Nachrichtenübertragung

Multimedia Analysis and Processing

The Communication Systems Group of the TU Berlin, led by Prof. Dr. Thomas Sikora, has a strong track record in multimedia analysis and processing with more than 50 publications in this field, and was involved in many national and international funded projects related to multimedia analysis and processing. The following list gives an overview of research areas we are involved in:

  • Video surveillance, people safety and privacy protection
  • Multi-object tracking
  • Optical flow estimation
  • Crowd analysis and people counting
  • Lost luggage detection
  • Violent behaviour detection
  • Genre and commercial detection in TV broadcast
  • Geo-tagging
  • Face detection and recognition
  • Image and video segmentation
  • MPEG-7
  • Analysis and classification of speech-, audio- and video data
  • etc.

Research Activities

IOU Tracker

Tracking-by-detection is a common approach to multi-object tracking. With ever increasing performances of object detectors, the basis for a tracker becomes much more reliable. In combination with commonly higher frame rates, this poses a shift in the challenges for a successful tracker. We propose a very simple tracking algorithm which can compete with more sophisticated approaches at a fraction of the computational cost. With thorough experiments we show its potential using a wide range of object detectors. The proposed method can easily run at thousands of frames per second (fps) while outperforming the state-of-the-art on the DETRAC vehicle tracking dataset and achieves competitive results on the MOT17 benchmark.

mehr

Robust Local Optical Flow Estimation

The Robust Local Optical Flow (RLOF) is a sparse optical flow and feature tracking method. The main objective is to provide a fast and accurate motion estimation solution. The main advantage of the RLOF approach is the adjustable runtime and computational complexity which is in contrast to most common optical flow methods linearly dependend on the number of motion vectors (features) to be estimated. Thus the RLOF is a local optical flow method and most related to the PLK method ( better known as KLT Tracker ) and thus the famous Lucas Kanade method. The sparse-to-dense interpolation scheme allows for fast computation of dense optical flow fields.

mehr

Lagrangian-based Video Analytics

We aim for innovative ways to process and use dynamic patterns in video motion to quantify salient motion features and thus improve computer vision performance for tasks such as identification, segmentation, and classification. The proposed methodology provides a powerful set of data-driven descriptors for continuous and integral motion analysis on variable temporal scales (i.e., for short-term as well as long-term motion features).

mehr

Probability Hypothesis Density (PHD) Multi-Object-Tracking Filter

The Probability Hypothesis Density (PHD) filter is a multi-object Bayes filter which has recently attracted a lot of interest in the tracking community mainly for its linear complexity and its ability to deal with high clutter especially in radar/sonar scenarios. In the computer vision community however, underlying constraints are different from radar scenarios and have to be taken into account when using the PHD filter.

→ **SUPPLIED INFORMATION**:
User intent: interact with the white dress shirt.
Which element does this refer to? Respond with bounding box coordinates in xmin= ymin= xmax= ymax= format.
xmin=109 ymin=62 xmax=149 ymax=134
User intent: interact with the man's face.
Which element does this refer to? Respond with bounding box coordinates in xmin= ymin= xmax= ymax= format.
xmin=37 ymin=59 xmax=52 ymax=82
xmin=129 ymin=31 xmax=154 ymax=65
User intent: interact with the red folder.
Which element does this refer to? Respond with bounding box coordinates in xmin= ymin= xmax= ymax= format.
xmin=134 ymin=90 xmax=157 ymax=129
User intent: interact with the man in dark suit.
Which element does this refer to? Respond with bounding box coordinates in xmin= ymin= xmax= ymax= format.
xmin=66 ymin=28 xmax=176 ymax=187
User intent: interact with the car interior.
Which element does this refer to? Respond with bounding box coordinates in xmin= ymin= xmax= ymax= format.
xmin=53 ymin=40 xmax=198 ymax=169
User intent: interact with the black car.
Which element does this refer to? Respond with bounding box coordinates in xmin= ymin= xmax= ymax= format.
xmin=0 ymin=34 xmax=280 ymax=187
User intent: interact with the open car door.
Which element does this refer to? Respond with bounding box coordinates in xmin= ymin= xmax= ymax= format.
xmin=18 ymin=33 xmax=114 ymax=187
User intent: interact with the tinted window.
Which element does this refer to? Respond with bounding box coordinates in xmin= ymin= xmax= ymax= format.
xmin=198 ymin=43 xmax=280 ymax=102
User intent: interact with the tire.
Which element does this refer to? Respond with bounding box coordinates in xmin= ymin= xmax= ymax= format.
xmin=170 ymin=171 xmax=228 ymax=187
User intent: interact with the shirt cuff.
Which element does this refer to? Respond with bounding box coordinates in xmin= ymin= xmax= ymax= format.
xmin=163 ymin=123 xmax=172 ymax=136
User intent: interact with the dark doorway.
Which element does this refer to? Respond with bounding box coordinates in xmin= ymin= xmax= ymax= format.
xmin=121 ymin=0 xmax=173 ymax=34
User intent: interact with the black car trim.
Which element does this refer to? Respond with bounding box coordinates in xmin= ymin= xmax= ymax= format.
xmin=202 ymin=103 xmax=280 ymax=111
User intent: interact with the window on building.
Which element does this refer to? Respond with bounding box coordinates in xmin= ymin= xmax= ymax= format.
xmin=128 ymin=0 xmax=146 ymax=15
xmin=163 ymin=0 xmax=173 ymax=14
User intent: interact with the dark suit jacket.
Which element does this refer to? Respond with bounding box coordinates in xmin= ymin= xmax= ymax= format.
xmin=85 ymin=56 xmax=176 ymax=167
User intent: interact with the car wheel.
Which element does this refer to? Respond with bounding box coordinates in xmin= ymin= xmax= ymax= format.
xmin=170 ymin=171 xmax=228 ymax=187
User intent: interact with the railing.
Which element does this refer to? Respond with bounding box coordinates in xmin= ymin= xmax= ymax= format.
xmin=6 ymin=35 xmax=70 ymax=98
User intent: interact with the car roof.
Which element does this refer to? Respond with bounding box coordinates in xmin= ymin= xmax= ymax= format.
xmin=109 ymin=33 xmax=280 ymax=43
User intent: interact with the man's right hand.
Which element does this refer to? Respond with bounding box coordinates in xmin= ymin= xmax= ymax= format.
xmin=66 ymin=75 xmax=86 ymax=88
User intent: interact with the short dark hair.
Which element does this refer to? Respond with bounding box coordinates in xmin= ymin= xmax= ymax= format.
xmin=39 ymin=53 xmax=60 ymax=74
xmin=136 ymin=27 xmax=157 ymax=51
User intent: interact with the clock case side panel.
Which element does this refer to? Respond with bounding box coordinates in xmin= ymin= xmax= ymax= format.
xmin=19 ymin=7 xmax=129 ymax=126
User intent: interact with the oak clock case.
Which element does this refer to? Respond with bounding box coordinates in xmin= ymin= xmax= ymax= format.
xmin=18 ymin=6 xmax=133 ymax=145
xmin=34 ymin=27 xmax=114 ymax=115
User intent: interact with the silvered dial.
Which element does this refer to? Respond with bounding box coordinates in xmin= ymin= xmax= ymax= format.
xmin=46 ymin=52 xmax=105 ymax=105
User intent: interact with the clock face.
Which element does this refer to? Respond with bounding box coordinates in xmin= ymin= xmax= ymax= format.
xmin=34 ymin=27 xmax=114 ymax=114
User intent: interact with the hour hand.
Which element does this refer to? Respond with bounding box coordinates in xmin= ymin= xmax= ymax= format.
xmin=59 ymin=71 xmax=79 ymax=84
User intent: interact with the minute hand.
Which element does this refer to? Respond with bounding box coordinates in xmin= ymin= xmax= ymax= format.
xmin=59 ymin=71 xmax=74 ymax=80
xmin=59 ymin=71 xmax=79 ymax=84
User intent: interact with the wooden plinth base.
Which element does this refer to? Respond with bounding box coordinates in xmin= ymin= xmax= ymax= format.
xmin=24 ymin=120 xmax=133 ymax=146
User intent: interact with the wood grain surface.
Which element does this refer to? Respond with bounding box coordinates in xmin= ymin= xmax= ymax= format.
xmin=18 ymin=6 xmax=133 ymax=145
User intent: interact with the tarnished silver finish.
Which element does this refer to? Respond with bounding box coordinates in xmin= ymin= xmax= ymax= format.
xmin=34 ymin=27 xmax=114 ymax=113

→ **TASK DETAILS**: Carry on the page about the group's multimedia analysis research from its final sentence.

→ **TASK OUTPUT**:
mehr

Hyper-Parameter Optimization for Convolutional Neural Networks Committees based on Evolutionary Algorithms

We propose an evolutionary algorithm-based framework to automatically optimize the CNN structure by means of hyper-parameters. Further, we extend our framework towards a joint optimization of a committee of CNNs to leverage specialization and cooperation among the individual networks. Experimental results show a significant improvement over the state-of-the-art on the well-established MNIST dataset for hand-written digits recognition.

mehr

Background Substraction / Foreground Detection / Static-Object Detection

Gaussian mixture models have been extensively used and enhanced in the surveillance domain because of their ability to adaptively describe multimodal distributions in real-time with low memory requirements. Nevertheless, they still often suffer from the problem of converging to poor solutions if the main mode stretches and thus over-dominates weaker distributions. We propose complementary background models for background modelling and to detect static and moving objects in crowded video sequences.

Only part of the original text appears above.